● Provided passage
— start —

The Committee may grant Stock Appreciation Rights concurrently with
grants of Options or in connection with previously granted Options
under this Incentive Plan, or under any other incentive plan of the
Company or its Subsidiaries which was approved by the stockholders,
which are unexercised and have not terminated or lapsed. With respect
to Stock Appreciation Rights granted in connection with such previously
granted Options, the Committee shall provide that such Stock
Appreciation Rights shall not be exercisable until the holder completes
six (6) months (or such longer period as the Committee shall determine)
of service with the Company, a Subsidiary, or an Associated Company
immediately following the date of the grant of such Stock Appreciation
Rights.
(c) The Committee shall have sole discretion to determine in each case
whether the payment will be in the form of all cash, all Shares (which
may, at the Committee's discretion, be Restricted Shares), or any
combination thereof. If payment is to be made in Shares, the number of
Shares shall be determined as follows: the amount payable in Shares
shall be divided by the SAR Fair Market Value of Shares.
(d) Upon exercise of a Stock Appreciation Right, the number of Shares
subject to exercise under the related Option shall automatically be
reduced by the number of Shares represented by the Option or portion
thereof which is surrendered. To the extent that a Stock Appreciation
Right shall be exercised, any Shares transferred upon such exercise
shall not be charged against the maximum limitations upon the grant of
Options set forth in this Incentive Plan under which such Option shall
have been granted but the Option in connection with which a Stock
Appreciation Right shall have been granted shall be deemed to have been
exercised for the purpose of such maximum limitations.

— end —

● To be done
Pick up the incentive plan passage on Stock Appreciation Rights after its final sentence and continue writing it.

● Information shown
— start —

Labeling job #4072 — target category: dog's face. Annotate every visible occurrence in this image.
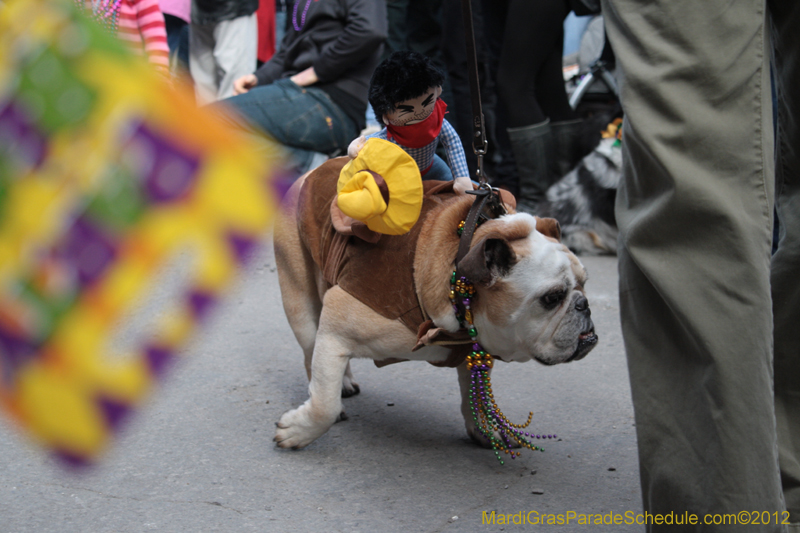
[459,213,597,365]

— end —

● Answer to this task
(e) The Committee shall have sole discretion as to the timing of any
payment made in cash, Shares, or a combination thereof upon exercise of
Stock Appreciation Rights hereunder, whether in a lump sum, in annual
installments or otherwise deferred and the Committee shall have sole
discretion to determine whether such payments may bear amounts
equivalent to interest or cash dividends.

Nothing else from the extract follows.